-- Begin Stored data --

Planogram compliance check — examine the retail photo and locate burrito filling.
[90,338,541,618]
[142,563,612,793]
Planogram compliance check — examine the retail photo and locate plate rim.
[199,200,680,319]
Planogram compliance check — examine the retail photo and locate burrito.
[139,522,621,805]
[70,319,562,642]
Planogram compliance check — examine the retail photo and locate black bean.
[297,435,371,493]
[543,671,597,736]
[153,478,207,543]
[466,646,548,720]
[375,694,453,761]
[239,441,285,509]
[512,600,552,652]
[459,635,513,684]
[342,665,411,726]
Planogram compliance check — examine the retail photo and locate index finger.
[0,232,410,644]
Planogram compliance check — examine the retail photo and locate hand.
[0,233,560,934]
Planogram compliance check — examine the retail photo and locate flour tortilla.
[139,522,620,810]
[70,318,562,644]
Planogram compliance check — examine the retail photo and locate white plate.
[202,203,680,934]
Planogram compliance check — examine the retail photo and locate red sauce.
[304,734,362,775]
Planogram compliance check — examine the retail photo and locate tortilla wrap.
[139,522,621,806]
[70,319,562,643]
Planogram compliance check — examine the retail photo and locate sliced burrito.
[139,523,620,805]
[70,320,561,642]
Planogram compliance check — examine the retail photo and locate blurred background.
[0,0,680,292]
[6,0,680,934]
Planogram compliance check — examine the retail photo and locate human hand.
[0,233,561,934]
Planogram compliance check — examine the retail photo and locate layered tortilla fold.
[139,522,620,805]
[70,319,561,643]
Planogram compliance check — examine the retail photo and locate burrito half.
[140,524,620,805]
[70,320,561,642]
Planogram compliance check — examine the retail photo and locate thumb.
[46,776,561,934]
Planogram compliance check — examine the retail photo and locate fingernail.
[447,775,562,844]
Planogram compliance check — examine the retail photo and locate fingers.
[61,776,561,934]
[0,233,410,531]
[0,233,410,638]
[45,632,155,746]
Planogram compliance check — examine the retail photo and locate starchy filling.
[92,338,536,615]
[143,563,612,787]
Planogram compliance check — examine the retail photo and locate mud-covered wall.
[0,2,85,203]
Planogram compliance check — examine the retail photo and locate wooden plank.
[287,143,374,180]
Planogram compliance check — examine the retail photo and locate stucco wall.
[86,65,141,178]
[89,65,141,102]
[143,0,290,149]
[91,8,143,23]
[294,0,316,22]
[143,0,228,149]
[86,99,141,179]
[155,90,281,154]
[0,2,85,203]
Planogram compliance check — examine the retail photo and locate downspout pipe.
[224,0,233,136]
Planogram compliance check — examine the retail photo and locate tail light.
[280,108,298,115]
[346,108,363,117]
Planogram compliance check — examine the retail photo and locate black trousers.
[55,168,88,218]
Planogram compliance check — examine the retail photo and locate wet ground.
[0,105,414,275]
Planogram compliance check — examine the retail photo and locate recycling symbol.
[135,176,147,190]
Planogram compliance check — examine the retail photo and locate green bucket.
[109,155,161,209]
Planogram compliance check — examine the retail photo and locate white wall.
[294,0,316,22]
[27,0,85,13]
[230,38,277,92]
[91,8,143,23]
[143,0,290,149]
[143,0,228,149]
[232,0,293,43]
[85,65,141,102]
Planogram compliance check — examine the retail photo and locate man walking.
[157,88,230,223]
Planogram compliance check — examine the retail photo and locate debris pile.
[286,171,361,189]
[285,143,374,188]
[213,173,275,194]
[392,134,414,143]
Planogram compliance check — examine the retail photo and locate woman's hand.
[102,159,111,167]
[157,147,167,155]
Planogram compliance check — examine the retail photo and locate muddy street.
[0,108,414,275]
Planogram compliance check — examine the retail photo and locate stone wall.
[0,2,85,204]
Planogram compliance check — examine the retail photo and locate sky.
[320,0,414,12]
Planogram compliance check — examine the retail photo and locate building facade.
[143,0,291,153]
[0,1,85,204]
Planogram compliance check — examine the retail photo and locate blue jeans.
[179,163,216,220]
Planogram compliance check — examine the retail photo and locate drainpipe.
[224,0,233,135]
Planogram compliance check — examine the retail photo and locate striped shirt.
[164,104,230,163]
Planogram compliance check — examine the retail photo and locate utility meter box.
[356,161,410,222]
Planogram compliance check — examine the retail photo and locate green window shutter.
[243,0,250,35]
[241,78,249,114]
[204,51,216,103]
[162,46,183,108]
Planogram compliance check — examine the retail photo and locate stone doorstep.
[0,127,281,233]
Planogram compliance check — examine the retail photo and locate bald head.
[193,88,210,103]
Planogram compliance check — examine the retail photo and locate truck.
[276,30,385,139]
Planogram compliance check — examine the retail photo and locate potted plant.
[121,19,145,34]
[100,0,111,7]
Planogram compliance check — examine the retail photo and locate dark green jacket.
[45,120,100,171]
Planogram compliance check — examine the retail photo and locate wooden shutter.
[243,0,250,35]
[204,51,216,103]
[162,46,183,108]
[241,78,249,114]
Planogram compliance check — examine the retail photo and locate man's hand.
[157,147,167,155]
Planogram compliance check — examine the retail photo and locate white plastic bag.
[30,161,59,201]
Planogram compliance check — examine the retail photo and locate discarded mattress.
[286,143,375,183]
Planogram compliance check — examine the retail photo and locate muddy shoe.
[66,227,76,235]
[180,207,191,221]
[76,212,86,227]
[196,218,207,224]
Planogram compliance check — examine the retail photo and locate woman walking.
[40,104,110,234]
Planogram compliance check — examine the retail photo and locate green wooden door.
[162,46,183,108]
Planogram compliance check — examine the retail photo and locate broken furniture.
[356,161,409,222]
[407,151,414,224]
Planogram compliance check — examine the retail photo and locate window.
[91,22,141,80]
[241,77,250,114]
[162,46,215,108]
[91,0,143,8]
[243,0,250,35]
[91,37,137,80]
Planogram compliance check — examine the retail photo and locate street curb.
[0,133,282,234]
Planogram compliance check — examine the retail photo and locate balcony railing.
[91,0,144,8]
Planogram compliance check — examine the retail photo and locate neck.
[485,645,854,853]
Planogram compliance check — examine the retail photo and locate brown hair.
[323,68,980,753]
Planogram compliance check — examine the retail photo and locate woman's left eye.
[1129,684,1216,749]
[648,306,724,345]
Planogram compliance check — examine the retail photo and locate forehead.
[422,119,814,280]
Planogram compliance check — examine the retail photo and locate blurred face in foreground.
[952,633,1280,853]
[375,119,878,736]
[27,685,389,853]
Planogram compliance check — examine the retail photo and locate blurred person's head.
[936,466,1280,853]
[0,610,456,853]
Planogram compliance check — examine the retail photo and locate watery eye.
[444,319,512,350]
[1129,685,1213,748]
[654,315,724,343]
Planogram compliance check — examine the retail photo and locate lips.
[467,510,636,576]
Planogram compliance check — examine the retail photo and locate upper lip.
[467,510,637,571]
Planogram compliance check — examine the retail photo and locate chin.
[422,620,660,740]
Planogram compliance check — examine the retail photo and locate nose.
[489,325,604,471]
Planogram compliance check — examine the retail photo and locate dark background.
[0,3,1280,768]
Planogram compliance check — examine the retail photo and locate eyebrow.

-- End Stored data --

# Exercise prompt
Please set out all the entries above as a numbered list, leaving out any blank lines.

# Result below
1. Planogram compliance check — examine the retail photo and locate burrito filling.
2. [90,338,541,618]
3. [142,563,612,793]
4. Planogram compliance check — examine the retail photo and locate plate rim.
5. [199,200,680,319]
6. Planogram compliance check — examine the retail photo and locate burrito.
7. [139,522,621,805]
8. [70,319,562,642]
9. Planogram compliance check — examine the retail photo and locate black bean.
10. [297,435,371,493]
11. [543,671,597,736]
12. [153,478,207,543]
13. [466,646,548,720]
14. [375,694,453,761]
15. [239,441,285,509]
16. [512,600,552,652]
17. [459,635,513,684]
18. [342,665,411,726]
19. Planogram compliance check — examine the retail photo and locate index finger.
20. [0,232,410,644]
21. Planogram compliance check — examine the retail photo and locate hand.
22. [0,233,560,934]
23. Planogram compliance check — examine the retail photo and locate flour tortilla.
24. [139,522,620,810]
25. [70,318,562,644]
26. Planogram compliance check — examine the retail photo and locate white plate.
27. [202,203,680,934]
28. Planogram compliance check — examine the retail photo and locate red sauce.
29. [304,734,362,775]
30. Planogram compliance check — examine the retail photo and locate tortilla wrap.
31. [139,522,621,806]
32. [70,319,562,643]
33. Planogram compliance check — examine the retail photo and locate sliced burrito.
34. [139,523,620,805]
35. [70,320,561,642]
36. Planogram compliance check — examine the retail photo and locate blurred background.
37. [0,0,680,292]
38. [6,0,680,934]
39. Planogram compliance check — examine the retail photo and locate human hand.
40. [0,233,561,934]
41. Planogram compliance check — examine the retail photo and locate layered tortilla fold.
42. [139,522,620,805]
43. [70,319,561,643]
44. Planogram compliance check — examine the retail photo and locate burrito half.
45. [140,524,620,805]
46. [70,320,561,642]
47. Planogram compliance check — examine the retail photo and locate thumb.
48. [46,776,561,934]
49. Planogram compliance check — examine the retail photo and locate fingernail.
50. [447,775,562,844]
51. Planogram compliance check — examine the retail photo and locate fingers.
52. [61,776,561,934]
53. [0,233,410,531]
54. [0,233,410,638]
55. [45,632,155,746]
56. Planogram compliance check — examine the retail photo and locate starchy filling.
57. [92,338,536,615]
58. [143,563,612,787]
59. Planogram compliance check — examine the retail photo and locate mud-covered wall.
60. [0,2,85,203]
61. Planogram compliance check — examine the retail photo and locate wooden plank.
62. [287,143,374,180]
63. Planogram compliance check — examine the retail photo and locate stucco wall.
64. [86,65,141,178]
65. [89,65,141,102]
66. [143,0,290,149]
67. [91,8,143,23]
68. [294,0,316,22]
69. [143,0,228,149]
70. [86,99,141,179]
71. [155,90,281,154]
72. [0,2,85,203]
73. Planogram compliance check — examine the retail photo and locate downspout pipe.
74. [224,0,233,136]
75. Planogram compliance check — examine the retail photo and locate tail light.
76. [280,108,298,115]
77. [346,108,363,117]
78. Planogram compliance check — examine the retail photo and locate black trousers.
79. [55,168,88,218]
80. Planogram compliance check — examine the retail photo and locate wet ground.
81. [0,105,414,275]
82. Planogram compliance check — examine the retail photo and locate recycling symbol.
83. [135,176,147,190]
84. Planogram compliance check — examine the retail photo and locate green bucket.
85. [109,155,161,209]
86. Planogram compliance check — examine the retail photo and locate white wall.
87. [294,0,316,22]
88. [27,0,85,13]
89. [230,38,277,92]
90. [91,8,143,23]
91. [143,0,290,149]
92. [143,0,228,149]
93. [232,0,293,43]
94. [85,65,141,102]
95. Planogram compliance check — examine the retail photo and locate man walking.
96. [157,88,230,223]
97. Planogram compliance check — examine the retail photo and locate debris pile.
98. [286,171,361,189]
99. [285,143,374,188]
100. [213,173,275,194]
101. [392,134,414,143]
102. Planogram compliance check — examine the retail photo and locate woman's hand.
103. [102,159,111,167]
104. [157,147,167,155]
105. Planogram compliance check — examine the retail photo and locate muddy street.
106. [0,108,414,275]
107. Planogram compliance check — examine the retail photo and locate stone wall.
108. [0,2,85,204]
109. Planogram compliance check — examine the retail photo and locate sky.
110. [320,0,414,12]
111. Planogram compliance check — examine the retail photo and locate building facade.
112. [143,0,291,153]
113. [0,1,85,204]
114. Planogram compliance check — examine the retail photo and locate blue jeans.
115. [179,163,216,220]
116. Planogram compliance check — examine the retail photo and locate drainpipe.
117. [224,0,233,135]
118. Planogram compliance check — examine the retail photo and locate striped shirt.
119. [164,104,230,163]
120. Planogram compliance check — examine the retail photo and locate utility meter box.
121. [356,161,410,222]
122. Planogram compliance check — examine the retail photo and locate green window shutter.
123. [243,0,250,35]
124. [241,78,249,114]
125. [204,51,216,103]
126. [162,46,183,108]
127. Planogram compliance check — examine the retail photo and locate stone doorstep.
128. [0,127,281,233]
129. Planogram compliance check — examine the retail photo and locate bald head.
130. [193,88,210,103]
131. Planogram compliance check — examine the retail photo and locate truck.
132. [276,30,385,139]
133. Planogram compliance check — examine the retail photo and locate potted plant.
134. [121,19,145,34]
135. [100,0,111,7]
136. Planogram compliance check — examine the retail photo and locate dark green jacket.
137. [45,120,100,171]
138. Planogram compliance check — examine the retail photo and locate wooden shutter.
139. [243,0,250,35]
140. [204,51,216,103]
141. [162,46,183,108]
142. [241,78,249,114]
143. Planogram compliance check — examine the retail photo and locate man's hand.
144. [157,147,167,155]
145. Planogram compliance check — examine the retail photo and locate white plastic bag.
146. [30,161,59,201]
147. Planogram compliance check — examine the retail photo and locate discarded mattress.
148. [286,143,375,183]
149. Planogram compliance check — examine the retail photo and locate muddy shoe.
150. [66,227,76,235]
151. [180,207,191,221]
152. [76,212,86,227]
153. [196,218,207,224]
154. Planogram compliance check — examine the retail photo and locate woman walking.
155. [40,104,110,234]
156. Planogram compliance check — examine the retail photo and locate green wooden door.
157. [162,46,183,108]
158. Planogram compliance check — examine the retail photo and locate broken furniture.
159. [356,161,409,222]
160. [407,151,414,224]
161. Planogram compliance check — examine the retail photo and locate window.
162. [91,22,141,80]
163. [241,77,250,114]
164. [162,46,215,108]
165. [91,0,143,8]
166. [243,0,250,35]
167. [91,37,137,80]
168. Planogram compliance check — examine the retail photo and locate street curb.
169. [0,133,282,234]
170. Planogram compliance check — examine the retail photo and locate balcony railing.
171. [91,0,144,8]
172. Planogram compliance check — examine the retail photo and locate neck.
173. [485,645,854,853]
174. Planogram compliance check — examine the retail photo and locate brown hair.
175. [323,68,980,753]
176. Planogram compliance check — examine the retail photo and locate woman's left eye.
177. [1129,684,1216,749]
178. [648,306,724,345]
179. Planogram compliance check — examine the retail photo and locate forehead.
180. [422,119,814,280]
181. Planogram compliance check — examine the retail photo and locate blurred face in foreground.
182. [952,633,1280,853]
183. [375,119,878,736]
184. [27,685,389,853]
185. Planogram compliance check — examine the retail photo and locate blurred person's head.
186. [936,466,1280,853]
187. [0,610,456,853]
188. Planogram compliance check — examine the retail photo and locate watery eye.
189. [444,319,512,350]
190. [1129,685,1213,748]
191. [654,315,724,343]
192. Planogram compliance check — examine the retail photo and locate lips.
193. [467,510,636,576]
194. Planogram compliance check — examine the retail photo and locate upper lip.
195. [467,510,637,571]
196. Planogram compliance check — examine the retail photo and locate chin.
197. [422,620,660,740]
198. Planogram compliance check — examine the retail photo and locate nose.
199. [489,325,604,471]
200. Planogram compliance check — examine the retail photo and locate dark background.
201. [0,3,1280,768]
202. Planogram compliance check — examine the retail photo and locate eyebrow.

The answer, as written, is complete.